> Your goal: Please reproduce, word for word, everything in the listing below from the line containing "of the female" down to the line containing "[[110, 65], [63, 53], [14, 54]]", including both of those lines and nothing else.

> Supplied records:
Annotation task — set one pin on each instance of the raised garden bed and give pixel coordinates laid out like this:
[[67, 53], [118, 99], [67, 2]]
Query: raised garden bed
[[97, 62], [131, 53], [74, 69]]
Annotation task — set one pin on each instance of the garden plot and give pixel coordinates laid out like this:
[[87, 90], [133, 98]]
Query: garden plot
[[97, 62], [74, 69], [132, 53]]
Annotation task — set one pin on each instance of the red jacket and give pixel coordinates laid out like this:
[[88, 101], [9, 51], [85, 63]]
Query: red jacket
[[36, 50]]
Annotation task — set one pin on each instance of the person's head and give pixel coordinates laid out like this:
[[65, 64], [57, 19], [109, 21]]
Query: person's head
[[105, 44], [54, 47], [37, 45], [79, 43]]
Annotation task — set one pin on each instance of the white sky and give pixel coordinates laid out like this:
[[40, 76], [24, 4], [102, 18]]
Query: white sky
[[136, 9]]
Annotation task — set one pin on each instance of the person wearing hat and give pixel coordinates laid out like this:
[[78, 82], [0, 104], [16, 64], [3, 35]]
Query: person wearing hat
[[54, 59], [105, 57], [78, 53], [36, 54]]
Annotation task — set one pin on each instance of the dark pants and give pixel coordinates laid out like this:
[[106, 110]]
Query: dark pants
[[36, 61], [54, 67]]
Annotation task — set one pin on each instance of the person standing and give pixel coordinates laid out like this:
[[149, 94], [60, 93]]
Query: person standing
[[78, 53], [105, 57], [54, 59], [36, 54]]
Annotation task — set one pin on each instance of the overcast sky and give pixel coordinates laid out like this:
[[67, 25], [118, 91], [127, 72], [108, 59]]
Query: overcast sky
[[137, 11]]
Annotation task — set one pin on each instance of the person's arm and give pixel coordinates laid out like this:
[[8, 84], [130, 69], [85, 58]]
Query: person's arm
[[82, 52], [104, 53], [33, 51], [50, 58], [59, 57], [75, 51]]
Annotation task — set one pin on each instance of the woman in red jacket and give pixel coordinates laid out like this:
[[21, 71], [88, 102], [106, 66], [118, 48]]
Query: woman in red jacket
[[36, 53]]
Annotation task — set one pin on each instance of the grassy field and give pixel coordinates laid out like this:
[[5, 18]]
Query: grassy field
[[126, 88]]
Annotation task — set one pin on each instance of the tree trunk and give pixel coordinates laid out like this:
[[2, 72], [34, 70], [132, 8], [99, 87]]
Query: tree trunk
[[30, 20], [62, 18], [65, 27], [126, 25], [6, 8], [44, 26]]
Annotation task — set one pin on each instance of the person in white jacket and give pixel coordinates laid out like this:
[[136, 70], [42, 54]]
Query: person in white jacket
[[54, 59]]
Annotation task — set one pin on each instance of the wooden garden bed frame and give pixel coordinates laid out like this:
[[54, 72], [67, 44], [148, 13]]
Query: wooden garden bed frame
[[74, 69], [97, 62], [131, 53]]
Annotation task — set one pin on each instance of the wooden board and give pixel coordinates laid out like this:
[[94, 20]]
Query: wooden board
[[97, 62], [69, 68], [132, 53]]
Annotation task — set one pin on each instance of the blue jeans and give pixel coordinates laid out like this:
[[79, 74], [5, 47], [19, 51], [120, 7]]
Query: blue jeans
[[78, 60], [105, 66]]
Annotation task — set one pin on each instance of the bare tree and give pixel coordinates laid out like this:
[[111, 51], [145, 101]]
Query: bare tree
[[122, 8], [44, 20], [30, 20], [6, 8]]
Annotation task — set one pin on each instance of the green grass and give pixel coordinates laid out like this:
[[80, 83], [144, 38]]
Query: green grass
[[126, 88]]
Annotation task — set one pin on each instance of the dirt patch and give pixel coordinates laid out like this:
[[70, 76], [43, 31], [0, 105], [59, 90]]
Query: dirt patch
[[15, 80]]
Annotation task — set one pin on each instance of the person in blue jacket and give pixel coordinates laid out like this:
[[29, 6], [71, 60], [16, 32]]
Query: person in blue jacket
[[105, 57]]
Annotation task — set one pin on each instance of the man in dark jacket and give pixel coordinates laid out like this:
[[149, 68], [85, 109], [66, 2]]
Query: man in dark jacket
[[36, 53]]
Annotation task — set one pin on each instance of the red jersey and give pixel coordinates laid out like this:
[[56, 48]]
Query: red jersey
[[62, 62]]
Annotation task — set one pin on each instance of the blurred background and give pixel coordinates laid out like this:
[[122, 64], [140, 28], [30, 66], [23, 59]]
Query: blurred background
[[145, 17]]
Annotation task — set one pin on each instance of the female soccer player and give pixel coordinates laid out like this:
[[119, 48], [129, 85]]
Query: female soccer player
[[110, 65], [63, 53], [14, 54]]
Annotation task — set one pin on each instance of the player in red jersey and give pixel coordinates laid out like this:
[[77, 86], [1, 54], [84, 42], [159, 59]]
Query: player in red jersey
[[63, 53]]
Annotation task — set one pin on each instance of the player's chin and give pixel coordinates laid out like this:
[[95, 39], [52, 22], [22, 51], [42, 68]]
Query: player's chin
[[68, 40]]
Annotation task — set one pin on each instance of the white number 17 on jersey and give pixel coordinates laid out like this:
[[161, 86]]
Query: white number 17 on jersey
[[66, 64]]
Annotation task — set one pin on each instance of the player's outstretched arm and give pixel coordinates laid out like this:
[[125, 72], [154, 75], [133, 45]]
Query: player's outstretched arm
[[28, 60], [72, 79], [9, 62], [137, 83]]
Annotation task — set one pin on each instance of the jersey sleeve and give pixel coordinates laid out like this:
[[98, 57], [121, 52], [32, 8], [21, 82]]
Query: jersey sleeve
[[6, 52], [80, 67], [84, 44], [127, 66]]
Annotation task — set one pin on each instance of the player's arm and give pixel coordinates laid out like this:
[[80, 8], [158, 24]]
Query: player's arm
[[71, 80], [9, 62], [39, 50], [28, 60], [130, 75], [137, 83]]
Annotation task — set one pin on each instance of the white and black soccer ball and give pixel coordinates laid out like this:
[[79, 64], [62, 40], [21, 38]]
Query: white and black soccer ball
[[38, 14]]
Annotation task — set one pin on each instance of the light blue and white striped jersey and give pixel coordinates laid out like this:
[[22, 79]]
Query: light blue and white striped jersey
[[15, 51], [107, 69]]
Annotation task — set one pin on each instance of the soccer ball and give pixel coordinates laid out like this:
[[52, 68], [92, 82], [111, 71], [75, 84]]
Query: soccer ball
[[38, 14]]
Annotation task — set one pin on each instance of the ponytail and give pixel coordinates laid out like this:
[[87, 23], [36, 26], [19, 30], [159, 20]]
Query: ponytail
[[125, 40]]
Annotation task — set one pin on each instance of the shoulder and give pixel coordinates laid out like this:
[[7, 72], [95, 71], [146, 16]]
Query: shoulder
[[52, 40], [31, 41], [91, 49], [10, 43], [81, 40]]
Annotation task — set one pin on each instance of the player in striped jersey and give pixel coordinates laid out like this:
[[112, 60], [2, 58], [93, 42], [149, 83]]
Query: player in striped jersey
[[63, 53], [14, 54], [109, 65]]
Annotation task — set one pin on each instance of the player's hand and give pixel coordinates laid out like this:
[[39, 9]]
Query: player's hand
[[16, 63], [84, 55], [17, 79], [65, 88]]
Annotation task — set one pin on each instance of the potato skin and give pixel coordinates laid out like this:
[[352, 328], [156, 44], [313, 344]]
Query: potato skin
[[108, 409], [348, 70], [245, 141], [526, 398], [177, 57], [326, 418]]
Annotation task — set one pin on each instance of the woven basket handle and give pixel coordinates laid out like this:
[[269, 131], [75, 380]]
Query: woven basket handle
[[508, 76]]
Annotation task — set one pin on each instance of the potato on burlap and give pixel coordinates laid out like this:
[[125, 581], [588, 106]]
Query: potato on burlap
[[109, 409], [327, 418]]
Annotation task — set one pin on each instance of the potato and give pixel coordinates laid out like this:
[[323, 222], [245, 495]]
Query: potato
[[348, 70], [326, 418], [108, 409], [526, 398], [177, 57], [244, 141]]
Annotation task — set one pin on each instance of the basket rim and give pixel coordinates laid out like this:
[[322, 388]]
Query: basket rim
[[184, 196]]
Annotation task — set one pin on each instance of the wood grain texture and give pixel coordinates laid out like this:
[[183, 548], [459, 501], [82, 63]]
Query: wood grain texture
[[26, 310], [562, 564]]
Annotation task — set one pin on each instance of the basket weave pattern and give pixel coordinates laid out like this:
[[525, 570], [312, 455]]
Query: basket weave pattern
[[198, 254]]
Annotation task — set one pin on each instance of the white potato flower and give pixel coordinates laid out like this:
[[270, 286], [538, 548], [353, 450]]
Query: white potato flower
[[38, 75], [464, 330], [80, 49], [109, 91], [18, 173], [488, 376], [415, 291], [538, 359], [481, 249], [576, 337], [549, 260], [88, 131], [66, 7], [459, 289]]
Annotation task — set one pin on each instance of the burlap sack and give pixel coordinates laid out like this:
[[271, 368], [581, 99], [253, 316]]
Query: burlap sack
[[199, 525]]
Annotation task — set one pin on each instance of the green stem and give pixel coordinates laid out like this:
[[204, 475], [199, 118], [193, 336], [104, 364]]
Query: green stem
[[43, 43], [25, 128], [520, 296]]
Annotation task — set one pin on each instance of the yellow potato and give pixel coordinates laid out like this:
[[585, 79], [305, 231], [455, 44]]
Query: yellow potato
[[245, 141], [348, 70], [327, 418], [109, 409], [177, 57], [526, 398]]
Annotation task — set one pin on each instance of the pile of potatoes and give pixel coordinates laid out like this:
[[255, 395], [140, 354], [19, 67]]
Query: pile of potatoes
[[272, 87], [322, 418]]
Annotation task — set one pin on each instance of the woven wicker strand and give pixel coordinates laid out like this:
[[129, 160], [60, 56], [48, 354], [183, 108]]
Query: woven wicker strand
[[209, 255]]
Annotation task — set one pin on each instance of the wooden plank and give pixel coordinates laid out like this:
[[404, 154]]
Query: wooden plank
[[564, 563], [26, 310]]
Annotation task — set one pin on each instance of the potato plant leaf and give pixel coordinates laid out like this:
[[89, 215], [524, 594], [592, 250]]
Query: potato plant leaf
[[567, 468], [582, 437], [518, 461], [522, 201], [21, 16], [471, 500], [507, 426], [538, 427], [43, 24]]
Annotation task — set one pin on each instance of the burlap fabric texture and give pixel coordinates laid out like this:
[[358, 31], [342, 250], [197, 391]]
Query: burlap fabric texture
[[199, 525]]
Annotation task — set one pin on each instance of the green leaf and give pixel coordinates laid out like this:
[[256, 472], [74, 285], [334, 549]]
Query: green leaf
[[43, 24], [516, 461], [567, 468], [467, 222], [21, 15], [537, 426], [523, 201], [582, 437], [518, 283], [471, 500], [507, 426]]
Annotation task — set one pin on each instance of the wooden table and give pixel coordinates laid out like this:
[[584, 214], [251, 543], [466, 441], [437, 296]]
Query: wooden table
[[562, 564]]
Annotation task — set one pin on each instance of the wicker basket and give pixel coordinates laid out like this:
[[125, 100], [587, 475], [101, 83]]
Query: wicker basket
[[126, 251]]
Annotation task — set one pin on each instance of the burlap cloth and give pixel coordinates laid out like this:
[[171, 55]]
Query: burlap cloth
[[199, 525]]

> Exercise result:
Annotation task — set one pin on each instance of the female soccer player and give pixel coordinates laid out like this:
[[119, 48], [129, 85]]
Query: female soccer player
[[110, 65], [63, 53], [14, 54]]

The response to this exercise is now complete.